RECORDS SHOWN:
========================
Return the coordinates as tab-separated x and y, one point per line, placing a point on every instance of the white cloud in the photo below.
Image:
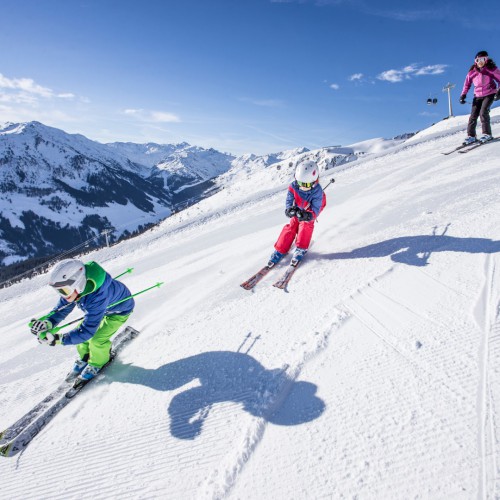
152	116
436	69
27	91
161	116
266	103
24	84
406	73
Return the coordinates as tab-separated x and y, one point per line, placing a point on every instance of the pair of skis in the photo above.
282	282
17	437
465	148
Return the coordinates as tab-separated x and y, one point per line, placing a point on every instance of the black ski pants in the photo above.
480	109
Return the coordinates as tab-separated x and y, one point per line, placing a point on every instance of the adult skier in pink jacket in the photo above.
485	76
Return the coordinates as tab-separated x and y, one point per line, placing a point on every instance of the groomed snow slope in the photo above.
375	376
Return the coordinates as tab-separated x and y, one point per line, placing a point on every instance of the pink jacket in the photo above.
483	80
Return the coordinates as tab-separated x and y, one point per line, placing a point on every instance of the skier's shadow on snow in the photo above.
227	376
416	250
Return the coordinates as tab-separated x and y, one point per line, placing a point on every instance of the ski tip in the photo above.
5	450
132	331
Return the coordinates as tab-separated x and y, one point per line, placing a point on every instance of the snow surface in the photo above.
376	375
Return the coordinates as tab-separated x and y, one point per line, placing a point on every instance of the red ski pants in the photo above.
302	230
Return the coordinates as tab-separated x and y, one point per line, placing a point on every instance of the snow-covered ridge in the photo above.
60	189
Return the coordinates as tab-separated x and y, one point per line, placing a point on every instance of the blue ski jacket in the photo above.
313	200
99	293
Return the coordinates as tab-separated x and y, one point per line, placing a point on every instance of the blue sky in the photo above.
240	76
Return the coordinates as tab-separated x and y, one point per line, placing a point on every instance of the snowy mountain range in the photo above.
60	191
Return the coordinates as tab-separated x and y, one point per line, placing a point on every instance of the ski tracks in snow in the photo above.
487	316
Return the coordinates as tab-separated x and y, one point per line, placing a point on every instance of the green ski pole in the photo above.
47	316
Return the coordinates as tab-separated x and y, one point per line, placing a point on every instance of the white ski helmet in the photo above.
68	276
307	174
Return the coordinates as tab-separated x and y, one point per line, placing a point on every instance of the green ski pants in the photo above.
97	348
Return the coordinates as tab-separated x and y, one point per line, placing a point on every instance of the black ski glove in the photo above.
304	216
39	326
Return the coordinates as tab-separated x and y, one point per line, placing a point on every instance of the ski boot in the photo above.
275	258
78	367
297	256
469	140
485	138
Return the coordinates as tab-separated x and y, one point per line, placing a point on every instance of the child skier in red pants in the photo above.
304	202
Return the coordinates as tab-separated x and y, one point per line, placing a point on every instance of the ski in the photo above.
476	145
252	281
286	276
17	437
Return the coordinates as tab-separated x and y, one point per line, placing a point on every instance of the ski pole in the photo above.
55	329
48	315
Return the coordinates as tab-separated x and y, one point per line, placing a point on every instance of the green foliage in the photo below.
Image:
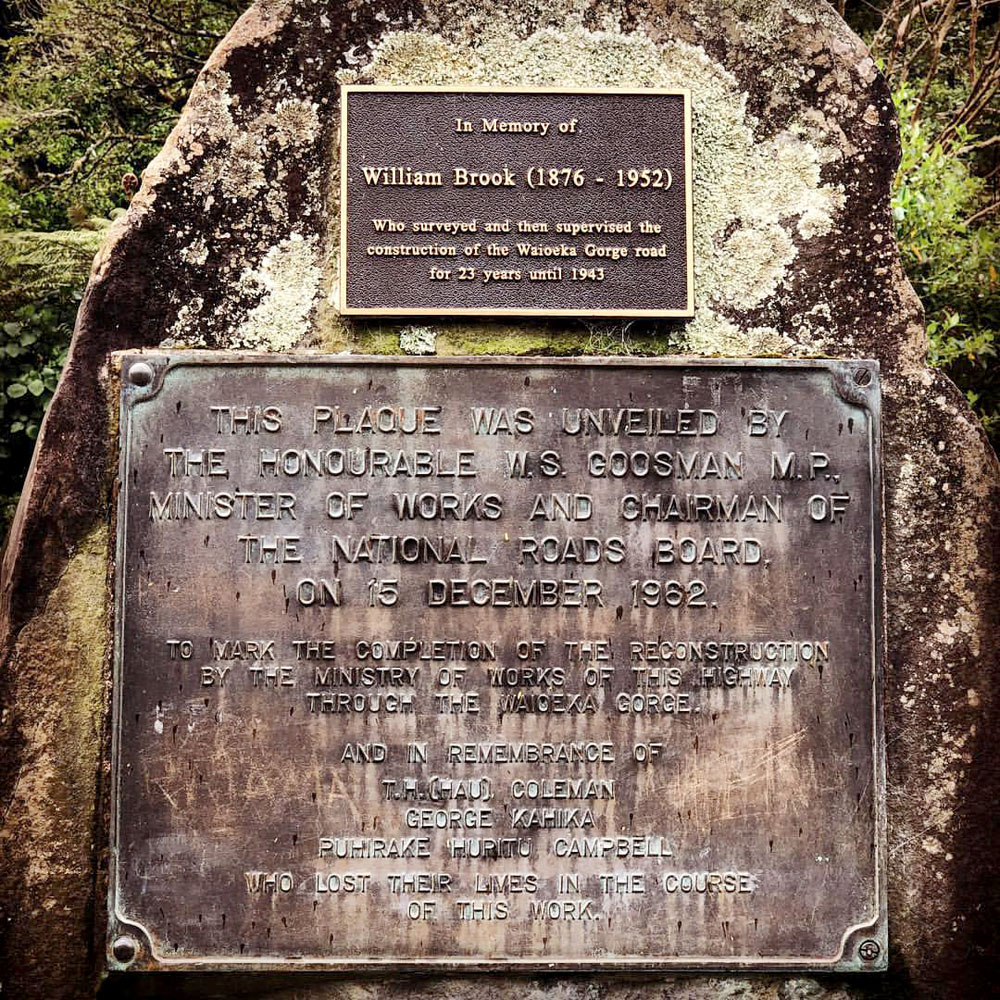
89	92
950	255
33	343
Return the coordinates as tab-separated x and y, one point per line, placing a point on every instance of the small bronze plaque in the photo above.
463	663
467	201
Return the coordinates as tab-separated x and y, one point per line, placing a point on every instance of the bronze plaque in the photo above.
467	201
493	663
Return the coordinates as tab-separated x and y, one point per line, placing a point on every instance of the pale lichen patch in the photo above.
289	276
758	197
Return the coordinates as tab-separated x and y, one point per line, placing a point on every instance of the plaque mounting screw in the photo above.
140	373
869	950
124	949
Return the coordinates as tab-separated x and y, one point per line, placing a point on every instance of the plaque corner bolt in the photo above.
869	950
140	373
124	949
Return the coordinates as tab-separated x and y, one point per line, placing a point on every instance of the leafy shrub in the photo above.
33	344
950	248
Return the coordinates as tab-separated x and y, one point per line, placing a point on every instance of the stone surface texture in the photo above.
230	243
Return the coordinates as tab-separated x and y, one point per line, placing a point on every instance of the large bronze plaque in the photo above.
468	201
465	663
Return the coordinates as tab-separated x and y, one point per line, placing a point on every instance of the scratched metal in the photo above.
737	824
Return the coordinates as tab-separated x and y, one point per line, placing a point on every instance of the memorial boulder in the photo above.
497	517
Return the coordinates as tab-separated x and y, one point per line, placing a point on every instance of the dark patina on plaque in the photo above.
497	663
476	201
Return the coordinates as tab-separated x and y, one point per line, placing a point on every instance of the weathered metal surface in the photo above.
471	663
527	202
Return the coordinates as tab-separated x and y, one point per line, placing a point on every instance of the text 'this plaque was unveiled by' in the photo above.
467	663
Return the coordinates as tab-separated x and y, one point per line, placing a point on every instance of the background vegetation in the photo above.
90	88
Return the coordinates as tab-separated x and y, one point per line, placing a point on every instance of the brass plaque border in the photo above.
345	310
864	945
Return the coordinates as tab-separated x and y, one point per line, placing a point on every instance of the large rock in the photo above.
229	244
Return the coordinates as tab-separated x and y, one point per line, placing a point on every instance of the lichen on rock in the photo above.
758	196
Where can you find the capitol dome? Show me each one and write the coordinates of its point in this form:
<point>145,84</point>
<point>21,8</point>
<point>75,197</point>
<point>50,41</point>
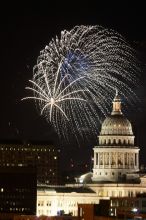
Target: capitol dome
<point>116,123</point>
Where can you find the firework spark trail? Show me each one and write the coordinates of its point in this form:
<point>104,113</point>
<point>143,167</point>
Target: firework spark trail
<point>75,78</point>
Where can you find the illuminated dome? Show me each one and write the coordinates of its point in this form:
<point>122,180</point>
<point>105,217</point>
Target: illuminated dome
<point>116,123</point>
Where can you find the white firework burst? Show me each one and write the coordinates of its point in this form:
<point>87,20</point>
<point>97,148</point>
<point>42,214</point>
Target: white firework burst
<point>75,78</point>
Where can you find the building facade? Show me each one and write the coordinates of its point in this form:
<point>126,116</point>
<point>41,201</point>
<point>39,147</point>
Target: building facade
<point>45,158</point>
<point>115,170</point>
<point>18,190</point>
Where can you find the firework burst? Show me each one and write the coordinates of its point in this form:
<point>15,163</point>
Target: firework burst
<point>76,75</point>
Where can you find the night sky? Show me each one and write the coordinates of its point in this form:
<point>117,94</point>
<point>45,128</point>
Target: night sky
<point>26,30</point>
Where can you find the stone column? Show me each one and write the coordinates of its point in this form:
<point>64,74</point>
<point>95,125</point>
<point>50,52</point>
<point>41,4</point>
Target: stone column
<point>116,159</point>
<point>123,155</point>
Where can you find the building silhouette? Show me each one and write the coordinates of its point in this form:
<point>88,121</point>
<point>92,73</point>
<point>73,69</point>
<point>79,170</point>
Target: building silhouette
<point>43,157</point>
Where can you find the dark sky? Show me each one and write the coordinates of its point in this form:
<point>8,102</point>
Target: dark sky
<point>25,30</point>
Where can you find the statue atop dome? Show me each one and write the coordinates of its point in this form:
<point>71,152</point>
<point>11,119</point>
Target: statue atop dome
<point>116,105</point>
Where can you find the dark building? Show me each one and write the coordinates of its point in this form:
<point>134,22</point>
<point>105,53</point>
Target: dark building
<point>18,190</point>
<point>44,157</point>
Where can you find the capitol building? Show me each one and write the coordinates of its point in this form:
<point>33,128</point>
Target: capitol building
<point>115,170</point>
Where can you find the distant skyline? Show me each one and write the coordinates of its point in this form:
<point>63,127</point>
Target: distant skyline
<point>24,34</point>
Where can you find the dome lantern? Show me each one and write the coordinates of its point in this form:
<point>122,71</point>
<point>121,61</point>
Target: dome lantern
<point>116,105</point>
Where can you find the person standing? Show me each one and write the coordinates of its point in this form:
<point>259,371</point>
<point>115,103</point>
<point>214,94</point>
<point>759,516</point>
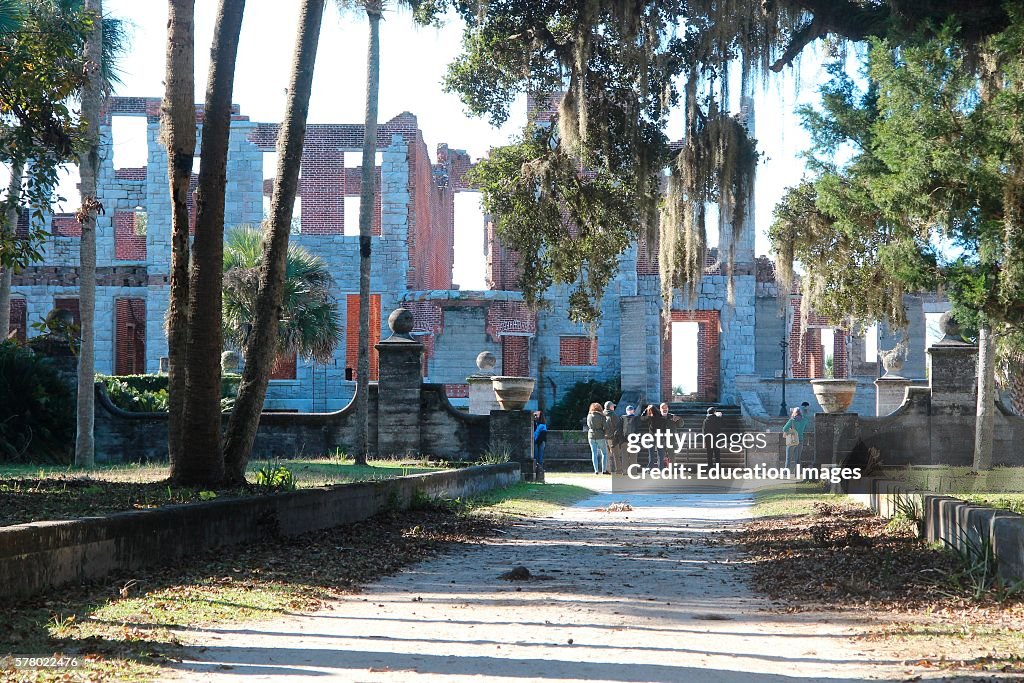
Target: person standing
<point>596,436</point>
<point>657,422</point>
<point>631,425</point>
<point>540,437</point>
<point>712,428</point>
<point>793,430</point>
<point>613,432</point>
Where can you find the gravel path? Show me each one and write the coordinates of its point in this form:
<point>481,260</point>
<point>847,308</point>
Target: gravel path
<point>644,595</point>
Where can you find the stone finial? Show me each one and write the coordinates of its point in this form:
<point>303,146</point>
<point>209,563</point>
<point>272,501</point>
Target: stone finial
<point>485,361</point>
<point>400,322</point>
<point>229,361</point>
<point>951,329</point>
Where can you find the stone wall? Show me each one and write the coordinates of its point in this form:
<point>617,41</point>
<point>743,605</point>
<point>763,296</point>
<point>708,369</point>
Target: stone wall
<point>44,555</point>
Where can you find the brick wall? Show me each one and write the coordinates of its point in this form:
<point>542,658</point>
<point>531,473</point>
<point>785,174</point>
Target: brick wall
<point>285,367</point>
<point>18,319</point>
<point>352,333</point>
<point>709,353</point>
<point>128,245</point>
<point>129,352</point>
<point>578,350</point>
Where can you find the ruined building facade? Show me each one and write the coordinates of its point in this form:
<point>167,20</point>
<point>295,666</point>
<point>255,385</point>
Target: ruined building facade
<point>738,353</point>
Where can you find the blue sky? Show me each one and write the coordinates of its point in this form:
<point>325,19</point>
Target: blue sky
<point>413,62</point>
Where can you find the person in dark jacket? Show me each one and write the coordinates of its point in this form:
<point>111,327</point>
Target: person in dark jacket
<point>597,439</point>
<point>631,425</point>
<point>540,437</point>
<point>659,421</point>
<point>613,434</point>
<point>712,428</point>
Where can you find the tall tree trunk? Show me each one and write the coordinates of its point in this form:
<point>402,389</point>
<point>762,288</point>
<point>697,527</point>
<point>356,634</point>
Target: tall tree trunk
<point>986,399</point>
<point>7,231</point>
<point>262,346</point>
<point>201,440</point>
<point>178,134</point>
<point>89,168</point>
<point>368,190</point>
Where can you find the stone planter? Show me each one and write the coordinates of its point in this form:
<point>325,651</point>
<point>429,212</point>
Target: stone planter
<point>834,395</point>
<point>513,392</point>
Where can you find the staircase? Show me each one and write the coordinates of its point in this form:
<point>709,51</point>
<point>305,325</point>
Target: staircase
<point>693,414</point>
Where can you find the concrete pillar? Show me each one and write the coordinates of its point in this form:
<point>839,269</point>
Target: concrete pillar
<point>633,344</point>
<point>515,430</point>
<point>400,368</point>
<point>889,394</point>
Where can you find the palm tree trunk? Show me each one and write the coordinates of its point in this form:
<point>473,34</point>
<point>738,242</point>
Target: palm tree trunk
<point>986,399</point>
<point>6,232</point>
<point>89,169</point>
<point>367,196</point>
<point>178,131</point>
<point>260,352</point>
<point>202,421</point>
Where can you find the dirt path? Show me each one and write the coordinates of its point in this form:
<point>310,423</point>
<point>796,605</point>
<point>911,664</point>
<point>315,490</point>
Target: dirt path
<point>645,595</point>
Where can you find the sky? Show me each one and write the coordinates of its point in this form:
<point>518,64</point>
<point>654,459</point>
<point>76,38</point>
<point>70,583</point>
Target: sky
<point>414,60</point>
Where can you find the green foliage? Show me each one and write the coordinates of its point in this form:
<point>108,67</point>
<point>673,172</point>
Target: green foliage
<point>37,420</point>
<point>41,73</point>
<point>933,194</point>
<point>273,478</point>
<point>147,393</point>
<point>498,453</point>
<point>567,227</point>
<point>309,324</point>
<point>570,412</point>
<point>129,397</point>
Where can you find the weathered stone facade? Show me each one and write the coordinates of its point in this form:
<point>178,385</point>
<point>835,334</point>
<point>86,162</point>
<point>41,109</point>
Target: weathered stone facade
<point>738,354</point>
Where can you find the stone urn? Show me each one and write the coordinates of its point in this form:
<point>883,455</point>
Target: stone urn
<point>834,395</point>
<point>513,392</point>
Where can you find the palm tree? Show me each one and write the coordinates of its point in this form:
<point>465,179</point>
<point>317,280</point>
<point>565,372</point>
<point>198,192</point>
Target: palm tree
<point>201,417</point>
<point>260,351</point>
<point>374,9</point>
<point>177,128</point>
<point>309,326</point>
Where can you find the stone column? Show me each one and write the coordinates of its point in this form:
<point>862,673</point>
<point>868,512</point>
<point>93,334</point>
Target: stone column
<point>515,429</point>
<point>954,373</point>
<point>400,366</point>
<point>889,393</point>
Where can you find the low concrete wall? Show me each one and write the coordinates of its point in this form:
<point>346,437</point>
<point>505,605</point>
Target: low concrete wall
<point>953,521</point>
<point>43,555</point>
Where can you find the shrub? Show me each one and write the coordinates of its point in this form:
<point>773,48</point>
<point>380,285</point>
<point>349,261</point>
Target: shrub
<point>272,478</point>
<point>570,412</point>
<point>37,410</point>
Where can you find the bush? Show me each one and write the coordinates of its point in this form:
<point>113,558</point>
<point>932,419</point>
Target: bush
<point>37,409</point>
<point>147,393</point>
<point>570,412</point>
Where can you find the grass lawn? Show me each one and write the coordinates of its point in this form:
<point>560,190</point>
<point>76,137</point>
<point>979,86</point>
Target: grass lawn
<point>35,493</point>
<point>130,625</point>
<point>797,498</point>
<point>527,500</point>
<point>998,487</point>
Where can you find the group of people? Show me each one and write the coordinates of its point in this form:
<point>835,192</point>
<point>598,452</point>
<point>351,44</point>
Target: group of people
<point>794,431</point>
<point>608,433</point>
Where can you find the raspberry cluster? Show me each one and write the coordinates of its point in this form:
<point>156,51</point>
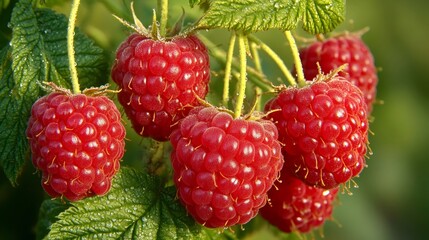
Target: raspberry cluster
<point>76,142</point>
<point>223,167</point>
<point>160,81</point>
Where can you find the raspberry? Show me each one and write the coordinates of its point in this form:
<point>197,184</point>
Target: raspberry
<point>324,129</point>
<point>159,81</point>
<point>76,142</point>
<point>223,167</point>
<point>337,51</point>
<point>295,206</point>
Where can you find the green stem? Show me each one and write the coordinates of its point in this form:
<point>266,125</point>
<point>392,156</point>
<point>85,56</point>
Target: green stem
<point>257,78</point>
<point>70,46</point>
<point>163,8</point>
<point>296,59</point>
<point>243,77</point>
<point>277,60</point>
<point>256,58</point>
<point>258,67</point>
<point>228,66</point>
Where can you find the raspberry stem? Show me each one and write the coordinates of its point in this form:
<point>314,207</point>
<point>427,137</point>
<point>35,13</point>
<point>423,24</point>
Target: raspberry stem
<point>276,58</point>
<point>296,59</point>
<point>228,66</point>
<point>258,67</point>
<point>163,9</point>
<point>243,77</point>
<point>70,46</point>
<point>257,78</point>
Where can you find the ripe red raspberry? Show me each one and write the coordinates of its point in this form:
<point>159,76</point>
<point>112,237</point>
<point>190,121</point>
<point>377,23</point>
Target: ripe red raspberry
<point>295,206</point>
<point>324,129</point>
<point>223,167</point>
<point>337,51</point>
<point>76,142</point>
<point>159,80</point>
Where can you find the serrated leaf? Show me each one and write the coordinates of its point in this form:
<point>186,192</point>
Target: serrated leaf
<point>136,207</point>
<point>317,16</point>
<point>90,59</point>
<point>37,53</point>
<point>14,112</point>
<point>48,215</point>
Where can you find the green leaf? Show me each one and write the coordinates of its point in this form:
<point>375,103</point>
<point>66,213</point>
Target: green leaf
<point>37,52</point>
<point>317,16</point>
<point>194,2</point>
<point>48,215</point>
<point>16,98</point>
<point>91,61</point>
<point>137,207</point>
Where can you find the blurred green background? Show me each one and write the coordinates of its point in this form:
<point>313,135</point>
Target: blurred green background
<point>391,202</point>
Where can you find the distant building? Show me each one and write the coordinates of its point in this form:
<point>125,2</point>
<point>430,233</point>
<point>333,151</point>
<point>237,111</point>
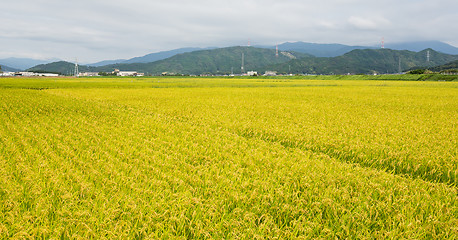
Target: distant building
<point>88,74</point>
<point>270,73</point>
<point>252,73</point>
<point>7,74</point>
<point>130,74</point>
<point>29,74</point>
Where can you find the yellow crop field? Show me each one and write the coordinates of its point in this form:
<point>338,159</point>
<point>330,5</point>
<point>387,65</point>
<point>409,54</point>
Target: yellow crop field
<point>227,158</point>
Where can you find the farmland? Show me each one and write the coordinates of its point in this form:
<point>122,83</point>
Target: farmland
<point>227,158</point>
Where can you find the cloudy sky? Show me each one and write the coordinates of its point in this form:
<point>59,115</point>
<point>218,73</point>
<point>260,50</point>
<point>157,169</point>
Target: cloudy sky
<point>94,30</point>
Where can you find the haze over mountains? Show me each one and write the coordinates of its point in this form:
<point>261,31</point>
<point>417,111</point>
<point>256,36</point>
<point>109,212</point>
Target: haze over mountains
<point>319,58</point>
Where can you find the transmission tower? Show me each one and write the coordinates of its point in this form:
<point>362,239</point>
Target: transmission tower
<point>243,62</point>
<point>76,73</point>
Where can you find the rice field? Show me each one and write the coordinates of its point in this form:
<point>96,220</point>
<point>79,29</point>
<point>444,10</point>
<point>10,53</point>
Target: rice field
<point>227,158</point>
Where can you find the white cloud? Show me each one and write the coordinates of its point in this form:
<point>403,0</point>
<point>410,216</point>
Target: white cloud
<point>102,29</point>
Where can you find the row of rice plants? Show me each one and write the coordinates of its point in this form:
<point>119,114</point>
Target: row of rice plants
<point>161,163</point>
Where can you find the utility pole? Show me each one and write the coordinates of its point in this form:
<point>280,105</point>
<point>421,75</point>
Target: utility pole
<point>243,62</point>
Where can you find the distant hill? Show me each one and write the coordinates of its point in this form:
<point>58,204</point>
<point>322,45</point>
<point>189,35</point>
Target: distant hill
<point>216,61</point>
<point>227,60</point>
<point>365,61</point>
<point>22,63</point>
<point>318,49</point>
<point>334,50</point>
<point>8,69</point>
<point>418,46</point>
<point>447,66</point>
<point>61,67</point>
<point>152,57</point>
<point>105,62</point>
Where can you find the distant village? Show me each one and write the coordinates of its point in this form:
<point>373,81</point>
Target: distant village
<point>119,73</point>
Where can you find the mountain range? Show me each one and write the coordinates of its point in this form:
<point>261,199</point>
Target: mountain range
<point>230,60</point>
<point>366,61</point>
<point>316,49</point>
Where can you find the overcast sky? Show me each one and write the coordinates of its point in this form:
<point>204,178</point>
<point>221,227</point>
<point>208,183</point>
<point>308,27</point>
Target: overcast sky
<point>94,30</point>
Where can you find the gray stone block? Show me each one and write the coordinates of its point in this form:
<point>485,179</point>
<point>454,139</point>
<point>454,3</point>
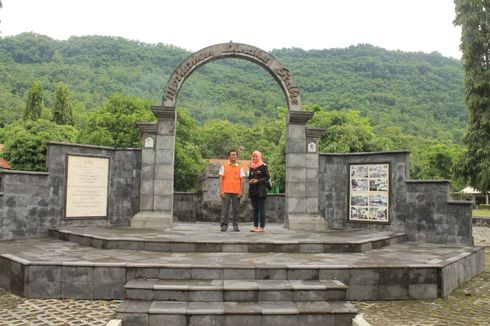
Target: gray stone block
<point>206,296</point>
<point>49,273</point>
<point>208,320</point>
<point>316,320</point>
<point>276,295</point>
<point>109,291</point>
<point>393,292</point>
<point>142,272</point>
<point>77,290</point>
<point>161,320</point>
<point>280,320</point>
<point>240,296</point>
<point>422,275</point>
<point>207,273</point>
<point>17,278</point>
<point>244,320</point>
<point>303,274</point>
<point>422,291</point>
<point>140,294</point>
<point>362,292</point>
<point>309,295</point>
<point>43,290</point>
<point>5,273</point>
<point>239,273</point>
<point>271,274</point>
<point>133,318</point>
<point>169,295</point>
<point>169,273</point>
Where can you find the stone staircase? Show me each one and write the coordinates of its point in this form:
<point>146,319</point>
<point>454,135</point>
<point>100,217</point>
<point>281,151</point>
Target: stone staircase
<point>263,302</point>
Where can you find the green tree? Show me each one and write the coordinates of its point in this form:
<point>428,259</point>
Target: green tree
<point>474,18</point>
<point>189,164</point>
<point>346,132</point>
<point>25,142</point>
<point>62,112</point>
<point>35,102</point>
<point>114,124</point>
<point>437,161</point>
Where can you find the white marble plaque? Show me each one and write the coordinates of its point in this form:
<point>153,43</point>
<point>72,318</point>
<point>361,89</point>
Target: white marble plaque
<point>87,186</point>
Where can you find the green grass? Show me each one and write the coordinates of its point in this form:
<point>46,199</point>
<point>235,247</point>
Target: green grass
<point>481,212</point>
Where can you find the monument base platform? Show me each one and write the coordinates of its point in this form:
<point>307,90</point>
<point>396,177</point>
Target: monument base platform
<point>152,219</point>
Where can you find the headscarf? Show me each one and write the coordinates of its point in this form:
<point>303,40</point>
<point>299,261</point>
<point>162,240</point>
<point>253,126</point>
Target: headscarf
<point>259,162</point>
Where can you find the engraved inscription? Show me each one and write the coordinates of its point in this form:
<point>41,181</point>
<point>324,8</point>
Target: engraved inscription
<point>86,186</point>
<point>181,72</point>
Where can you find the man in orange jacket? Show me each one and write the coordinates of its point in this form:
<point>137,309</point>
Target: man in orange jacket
<point>231,179</point>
========================
BRIEF:
Among the entries above, find the line with "<point>308,27</point>" and repeat exactly from there through the line with "<point>428,259</point>", leaving out the pictures.

FINISHED TASK:
<point>308,27</point>
Target: overcast sky
<point>94,30</point>
Where can you find the gray stone block? Show me each one and write the coordinates of its point in this form:
<point>485,179</point>
<point>454,139</point>
<point>454,3</point>
Target: gray stone block
<point>206,296</point>
<point>49,273</point>
<point>208,320</point>
<point>316,320</point>
<point>276,295</point>
<point>109,291</point>
<point>393,292</point>
<point>142,272</point>
<point>77,290</point>
<point>161,320</point>
<point>280,320</point>
<point>240,296</point>
<point>422,275</point>
<point>207,273</point>
<point>17,278</point>
<point>244,320</point>
<point>303,274</point>
<point>422,291</point>
<point>140,294</point>
<point>362,292</point>
<point>309,295</point>
<point>43,290</point>
<point>5,273</point>
<point>239,273</point>
<point>271,274</point>
<point>133,318</point>
<point>169,295</point>
<point>169,273</point>
Where can you find the stone staircase? Show me each one and write the coordinates of its point in this form:
<point>146,319</point>
<point>454,135</point>
<point>100,217</point>
<point>281,151</point>
Target: stone staircase
<point>263,302</point>
Where can you find the green tree? Show me each one and write the coordinates of its point in this form:
<point>428,259</point>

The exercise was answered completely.